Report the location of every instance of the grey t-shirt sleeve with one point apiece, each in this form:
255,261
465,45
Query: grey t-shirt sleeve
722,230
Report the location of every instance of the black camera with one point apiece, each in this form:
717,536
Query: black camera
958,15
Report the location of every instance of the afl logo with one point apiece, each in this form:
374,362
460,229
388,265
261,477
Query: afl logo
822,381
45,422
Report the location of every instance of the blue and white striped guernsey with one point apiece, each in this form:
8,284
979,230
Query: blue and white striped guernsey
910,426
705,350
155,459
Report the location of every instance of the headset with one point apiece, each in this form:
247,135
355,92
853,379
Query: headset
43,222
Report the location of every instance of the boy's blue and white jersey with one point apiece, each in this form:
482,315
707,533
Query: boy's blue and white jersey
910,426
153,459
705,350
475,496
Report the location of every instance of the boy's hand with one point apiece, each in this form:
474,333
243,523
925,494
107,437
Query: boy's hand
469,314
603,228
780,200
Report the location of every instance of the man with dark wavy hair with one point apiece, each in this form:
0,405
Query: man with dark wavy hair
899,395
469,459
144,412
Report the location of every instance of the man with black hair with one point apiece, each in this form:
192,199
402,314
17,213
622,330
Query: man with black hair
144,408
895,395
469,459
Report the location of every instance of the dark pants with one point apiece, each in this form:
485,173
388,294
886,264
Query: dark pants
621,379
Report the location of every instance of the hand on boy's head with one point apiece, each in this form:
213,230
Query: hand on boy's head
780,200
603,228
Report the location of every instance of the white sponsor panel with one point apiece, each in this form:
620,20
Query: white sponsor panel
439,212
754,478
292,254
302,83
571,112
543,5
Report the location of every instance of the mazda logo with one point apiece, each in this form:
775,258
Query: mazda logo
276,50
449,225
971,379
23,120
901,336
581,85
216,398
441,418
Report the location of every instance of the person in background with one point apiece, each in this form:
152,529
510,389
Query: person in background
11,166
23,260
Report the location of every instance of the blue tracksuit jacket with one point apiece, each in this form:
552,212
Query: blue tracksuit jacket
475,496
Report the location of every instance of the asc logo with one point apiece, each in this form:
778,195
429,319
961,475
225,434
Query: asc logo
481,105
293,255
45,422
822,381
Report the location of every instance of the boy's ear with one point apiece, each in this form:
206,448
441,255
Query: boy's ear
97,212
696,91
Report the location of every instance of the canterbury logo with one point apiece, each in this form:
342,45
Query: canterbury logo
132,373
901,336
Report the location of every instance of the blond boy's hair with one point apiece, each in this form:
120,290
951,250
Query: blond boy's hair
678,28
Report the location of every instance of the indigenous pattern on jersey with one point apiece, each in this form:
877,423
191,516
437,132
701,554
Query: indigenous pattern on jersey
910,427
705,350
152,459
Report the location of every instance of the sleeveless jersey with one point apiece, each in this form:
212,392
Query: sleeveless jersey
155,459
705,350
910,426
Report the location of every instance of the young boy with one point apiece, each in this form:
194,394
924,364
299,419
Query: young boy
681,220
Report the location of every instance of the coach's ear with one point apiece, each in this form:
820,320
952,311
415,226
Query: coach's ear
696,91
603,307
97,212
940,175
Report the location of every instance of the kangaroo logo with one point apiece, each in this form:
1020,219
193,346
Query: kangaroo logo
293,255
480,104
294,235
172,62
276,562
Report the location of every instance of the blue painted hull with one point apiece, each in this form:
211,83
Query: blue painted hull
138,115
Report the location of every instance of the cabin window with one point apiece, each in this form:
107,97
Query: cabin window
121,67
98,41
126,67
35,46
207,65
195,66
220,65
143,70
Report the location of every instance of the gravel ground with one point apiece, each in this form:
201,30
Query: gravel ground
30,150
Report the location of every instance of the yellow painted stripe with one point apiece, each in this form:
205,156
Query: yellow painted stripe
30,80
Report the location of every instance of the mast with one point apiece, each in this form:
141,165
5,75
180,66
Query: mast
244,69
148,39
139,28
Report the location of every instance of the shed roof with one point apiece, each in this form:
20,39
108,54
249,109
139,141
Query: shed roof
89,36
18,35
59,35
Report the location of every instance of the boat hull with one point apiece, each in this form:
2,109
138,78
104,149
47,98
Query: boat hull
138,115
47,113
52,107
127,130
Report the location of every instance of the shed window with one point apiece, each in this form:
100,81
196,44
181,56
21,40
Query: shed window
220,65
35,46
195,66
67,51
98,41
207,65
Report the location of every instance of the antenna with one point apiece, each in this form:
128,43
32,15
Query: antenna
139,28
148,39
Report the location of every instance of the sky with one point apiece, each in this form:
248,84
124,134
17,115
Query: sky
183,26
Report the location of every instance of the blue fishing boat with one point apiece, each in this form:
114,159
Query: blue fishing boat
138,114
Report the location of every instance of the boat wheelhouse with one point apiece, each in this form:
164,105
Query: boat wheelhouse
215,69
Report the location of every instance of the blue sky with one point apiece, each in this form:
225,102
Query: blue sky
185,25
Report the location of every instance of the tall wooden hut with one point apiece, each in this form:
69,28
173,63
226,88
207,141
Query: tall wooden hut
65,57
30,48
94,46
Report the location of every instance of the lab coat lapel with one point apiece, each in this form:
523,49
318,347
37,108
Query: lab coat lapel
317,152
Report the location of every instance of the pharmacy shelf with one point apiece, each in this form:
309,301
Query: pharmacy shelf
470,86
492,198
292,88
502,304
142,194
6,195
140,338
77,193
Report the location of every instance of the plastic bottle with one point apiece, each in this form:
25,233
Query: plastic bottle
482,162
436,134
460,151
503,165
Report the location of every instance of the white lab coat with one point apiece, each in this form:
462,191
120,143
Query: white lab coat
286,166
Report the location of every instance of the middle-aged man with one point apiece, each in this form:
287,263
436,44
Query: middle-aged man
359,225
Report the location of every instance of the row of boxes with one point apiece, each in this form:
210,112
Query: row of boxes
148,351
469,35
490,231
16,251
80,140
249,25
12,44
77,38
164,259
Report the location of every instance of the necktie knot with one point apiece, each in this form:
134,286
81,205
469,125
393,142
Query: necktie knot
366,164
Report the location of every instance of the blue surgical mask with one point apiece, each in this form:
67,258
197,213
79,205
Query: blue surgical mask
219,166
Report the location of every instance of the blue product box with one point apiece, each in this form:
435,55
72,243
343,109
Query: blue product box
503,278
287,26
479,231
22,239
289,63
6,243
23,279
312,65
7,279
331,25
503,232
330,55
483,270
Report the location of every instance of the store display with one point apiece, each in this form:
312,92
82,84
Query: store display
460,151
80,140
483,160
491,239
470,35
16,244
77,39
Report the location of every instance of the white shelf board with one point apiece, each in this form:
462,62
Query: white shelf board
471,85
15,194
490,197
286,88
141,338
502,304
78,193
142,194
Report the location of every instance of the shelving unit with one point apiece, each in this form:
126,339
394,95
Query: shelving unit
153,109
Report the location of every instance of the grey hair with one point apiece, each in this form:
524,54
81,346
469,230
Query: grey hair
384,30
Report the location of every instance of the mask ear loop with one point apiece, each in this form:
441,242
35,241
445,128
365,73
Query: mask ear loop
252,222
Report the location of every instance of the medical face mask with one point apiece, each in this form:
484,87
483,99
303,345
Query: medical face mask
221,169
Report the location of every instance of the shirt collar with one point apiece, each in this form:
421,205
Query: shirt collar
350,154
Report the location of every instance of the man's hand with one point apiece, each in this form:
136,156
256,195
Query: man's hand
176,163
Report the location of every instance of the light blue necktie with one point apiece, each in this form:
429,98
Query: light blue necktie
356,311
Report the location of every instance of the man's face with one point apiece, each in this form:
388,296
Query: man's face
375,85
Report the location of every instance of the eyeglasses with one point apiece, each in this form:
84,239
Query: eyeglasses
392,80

## [Goal]
Write the listing out again, exactly as shown above.

## [Finished task]
Report the location of every instance of the grey t-shirt sleeve with one point apiece, each in this form:
255,261
465,45
Query: grey t-shirt sleeve
722,230
Report the location of every instance of the black camera with one point apiece, each in this form:
717,536
Query: black camera
958,15
Report the location of every instance of the afl logo with one point apiece, each in this form:
374,362
460,229
388,265
261,477
Query: afl logo
822,381
45,422
Report the location of every instance of the blue and white striped guernsey with one point apiece, each in this form:
8,284
979,230
Query: blue and white striped guernsey
910,426
705,350
155,459
Report the location of every instance of the headset with one point apiece, each in this form:
247,135
355,92
853,379
Query: headset
43,222
Report the location of every instance of the boy's blue and white jersey with one point apiece, each in this form:
482,315
707,533
Query: boy's blue and white jersey
910,426
153,459
705,350
475,496
Report the location of every instance of the boy's hand with one point apiece, each in this form:
474,333
243,523
925,494
107,437
Query: boy's hand
469,314
603,228
780,200
Report the location of every instance of the man with dark wavy hair with one point apiece, each in this form:
0,405
Query: man with dark wavy hair
899,395
469,459
144,412
Report the location of every instance of the man with black hair with one point apiece, each in this form:
192,199
402,314
17,213
622,330
Query: man with black hair
144,408
895,395
469,459
Report the location of every instance of the dark pants with one point apiece, each in this form:
485,173
388,294
886,264
Query: dark pants
621,379
Report the location of every instance of the hand on boy's head with one point apiece, each in this form:
213,230
Query: hand on boy's head
780,200
603,228
Report the location of every instance of the white sponsor panel with one point apiece, each in this form:
620,20
Query: white sponsor panel
439,212
754,478
292,254
302,83
571,112
543,5
Report the location of every instance of the mazda logo with one point apiece, each in this form:
775,258
Query: mazda logo
276,50
449,225
971,379
23,120
901,336
581,85
216,398
441,418
Report the location of every instance of the person in background with one point apiece, each in this form:
152,529
510,389
Query: person in background
11,166
23,260
Report the location of every instance of the blue tracksuit jacket with one point apiece, each in this form:
552,212
Query: blue tracksuit jacket
475,496
Report the location of every instance of the asc logo with one point apiece, each in this form:
778,195
429,319
961,475
225,434
Query: asc logo
481,105
293,255
45,422
822,381
Report the location of every instance of the boy's ear with one point apiece, each in this form:
206,448
441,255
Query: boy's ear
97,212
696,91
Report the location of every instance of the canterbury logo with one point apiece, each in this form:
342,45
Query: canterbury logo
132,373
901,336
Report the location of every instance of the blond boy's hair with one point apiece, each in this form:
120,290
951,250
Query: blond boy's hair
678,28
Report the location of every instance of the indigenous pattern on jersey with one point apiece, each in this form:
877,423
191,516
437,132
701,554
Query: indigenous pattern on jersey
910,427
705,350
152,459
Report the location of every instance of the sleeveless jersey with one point apiece, each in this form:
212,392
Query: sleeveless jersey
155,459
705,350
910,426
Report the location of every instance of the young boy with one point apiece, each in this form:
194,394
924,364
299,419
Query: young boy
681,220
Report the location of every instance of the coach's ear with one point apiece, each in this form:
820,320
952,311
415,226
Query: coach's ear
696,91
603,307
97,212
940,175
Report the location of every instance of the kangaroo logo with one point apiece, each in this form:
1020,219
193,346
Query: kangaroo logo
293,255
480,104
294,235
172,62
276,562
Report the location of every instance of the blue painted hull with one point apiece, each in this form:
211,83
Query: blue painted hull
138,115
Report the location of every instance of the cabin window with one point apiece, each in this form:
107,97
Query: cabin window
121,67
98,41
126,67
35,46
207,65
195,66
220,65
143,70
Report the location of every instance of the gravel ground with one point apiece, each in this form:
201,30
Query: gravel ground
30,150
Report the location of every instance of the yellow painted stripe with one point apiece, each in this form:
205,156
Query: yellow painted stripe
30,80
Report the location of every instance of the mast with one point apiece, each in this form:
141,165
5,75
180,66
Query: mast
244,69
148,39
139,28
Report the location of every instance of the shed roof with one point apiece, each in this form:
20,39
108,54
249,109
139,141
Query: shed roof
89,36
18,35
59,35
Report the location of every instance of the boat hull with one point apiece, each in this form:
2,109
138,78
104,149
47,98
Query: boat hull
138,115
47,113
52,107
127,130
Report the location of every instance of the shed window with one point apiece, each in this form:
100,81
196,44
181,56
21,40
Query: shed window
220,65
35,46
195,66
67,51
98,41
207,65
Report the location of every instance of the antenna with one point apiece, each in this form:
128,43
32,15
Query: antenna
139,28
148,39
Report the location of every instance of the sky with one point apiece, each in this form:
248,84
124,134
17,115
Query: sky
183,26
Report the location of every instance of the blue fishing boat with one point apiece, each in this form:
114,159
Query: blue fishing boat
138,114
Report the location of every instance of the boat wheelhouse with one point apiece, each in this form:
164,105
Query: boat wheelhouse
215,69
Report the location of every instance of the blue sky with one point apiece, each in this form:
225,102
Query: blue sky
185,25
Report the location of every instance of the tall wooden hut with one point apiece, each in this form:
69,28
173,63
226,88
207,141
Query: tall wooden hut
65,57
30,48
94,46
Report the location of every instance of the lab coat lapel with one point apiece, each in this form:
523,49
318,347
37,108
Query: lab coat lapel
317,152
Report the location of every instance of the pharmacy shelf with one point apiece, each in this form:
309,301
Query: pharmacy shelf
470,86
492,198
292,88
502,304
142,194
6,195
140,338
77,193
Report the location of every instance of the plastic bottle with one point apiece, each in this form:
25,233
Query: plastic bottle
482,162
436,134
460,151
503,165
Report the location of every instance of the white lab coat with one point apiece, each in this form:
462,191
120,143
Query: white lab coat
286,166
Report the location of every instance of the middle-aged man with one point apiece, each in this form:
287,263
436,44
Query: middle-aged man
359,225
Report the location of every instance of the row of boxes with one point apiece, each in this form:
210,112
Query: row of boxes
148,351
469,35
490,231
16,251
80,140
249,25
12,44
77,38
164,259
Report the location of every instance of the necktie knot with one point apiece, each in this form:
134,286
81,205
469,125
393,142
Query: necktie knot
366,164
Report the location of every instance of the blue surgical mask with one point apiece, each in this form:
67,258
197,213
79,205
Query: blue surgical mask
219,166
Report the location of every instance of the blue product box with one point apiece, each in this form:
435,55
72,243
343,109
Query: blue product box
503,278
287,26
479,231
22,239
289,63
6,243
23,279
312,65
7,279
331,25
503,232
330,55
483,270
Report the location of every instance of the store display with one point apiece, each in this form:
312,92
82,84
Query: store display
460,151
80,140
483,160
491,239
470,35
16,244
77,39
Report the location of every instance of the white shelf board with one point apiece, each in this form:
462,62
Query: white shelf board
471,85
15,194
490,197
286,88
141,338
502,304
78,193
142,194
Report the location of every instance of the shelving unit with one point apiece, each in this form:
126,339
394,95
Query: shelving unit
153,109
Report the location of every instance of the grey hair with one point apiece, each in this form:
524,54
81,346
469,230
Query: grey hair
384,30
Report the location of every instance of the mask ear loop with one point apiece, each in this form:
441,242
35,241
445,128
365,73
Query: mask ear loop
252,222
Report the location of every instance of the medical face mask with one point apiece, each in this form:
484,87
483,99
303,345
Query: medical face mask
221,169
Report the location of every instance of the shirt collar with one point apiece, each in this form:
421,205
Query: shirt collar
350,154
Report the location of every instance of the man's hand with one point apiece, each in this form:
136,156
256,195
Query: man's hand
176,163
Report the location of every instance of the light blue necktie with one point apiece, each in this form:
429,98
Query: light blue necktie
356,311
Report the location of every instance of the man's face with one point apiece, each in this form:
388,296
Query: man's face
375,85
Report the location of every instance of the eyeglasses with one point apiece, each in this form:
84,239
Query: eyeglasses
392,80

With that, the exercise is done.